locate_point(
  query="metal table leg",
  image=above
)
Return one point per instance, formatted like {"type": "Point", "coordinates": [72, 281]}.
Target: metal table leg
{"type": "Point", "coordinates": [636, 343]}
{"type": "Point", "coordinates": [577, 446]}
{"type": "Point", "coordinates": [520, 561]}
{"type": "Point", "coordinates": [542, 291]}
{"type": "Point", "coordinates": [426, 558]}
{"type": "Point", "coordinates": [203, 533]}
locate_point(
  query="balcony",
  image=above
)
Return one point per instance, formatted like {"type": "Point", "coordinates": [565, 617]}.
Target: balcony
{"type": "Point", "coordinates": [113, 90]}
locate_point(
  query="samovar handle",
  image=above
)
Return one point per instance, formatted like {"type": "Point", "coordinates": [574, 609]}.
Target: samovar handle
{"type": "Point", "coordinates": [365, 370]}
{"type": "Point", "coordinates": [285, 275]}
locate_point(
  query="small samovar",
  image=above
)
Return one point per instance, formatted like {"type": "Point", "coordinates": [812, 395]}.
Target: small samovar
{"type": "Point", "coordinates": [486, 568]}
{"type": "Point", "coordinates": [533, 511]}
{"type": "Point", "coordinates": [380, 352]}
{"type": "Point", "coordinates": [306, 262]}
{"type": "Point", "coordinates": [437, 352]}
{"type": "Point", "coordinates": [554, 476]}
┄┄┄┄┄┄
> [EXERCISE TASK]: Give the complete listing a second time, exactly as it reads.

> [THE ANSWER]:
locate_point(
  query="metal table leg",
  image=above
)
Return one point per instance, formatted like {"type": "Point", "coordinates": [72, 281]}.
Target: metal table leg
{"type": "Point", "coordinates": [636, 343]}
{"type": "Point", "coordinates": [577, 446]}
{"type": "Point", "coordinates": [520, 561]}
{"type": "Point", "coordinates": [542, 291]}
{"type": "Point", "coordinates": [426, 558]}
{"type": "Point", "coordinates": [203, 533]}
locate_point(
  query="balcony",
  image=above
)
Return one point per instance, formatted like {"type": "Point", "coordinates": [565, 617]}.
Target: balcony
{"type": "Point", "coordinates": [113, 90]}
locate_point(
  query="samovar handle",
  image=above
)
Return one point per instance, formatted like {"type": "Point", "coordinates": [574, 609]}.
Target: samovar handle
{"type": "Point", "coordinates": [365, 370]}
{"type": "Point", "coordinates": [285, 275]}
locate_point(
  query="small samovar",
  image=above
)
Return one point per instance, formatted like {"type": "Point", "coordinates": [812, 395]}.
Target: small samovar
{"type": "Point", "coordinates": [486, 568]}
{"type": "Point", "coordinates": [533, 511]}
{"type": "Point", "coordinates": [380, 352]}
{"type": "Point", "coordinates": [306, 262]}
{"type": "Point", "coordinates": [437, 352]}
{"type": "Point", "coordinates": [554, 476]}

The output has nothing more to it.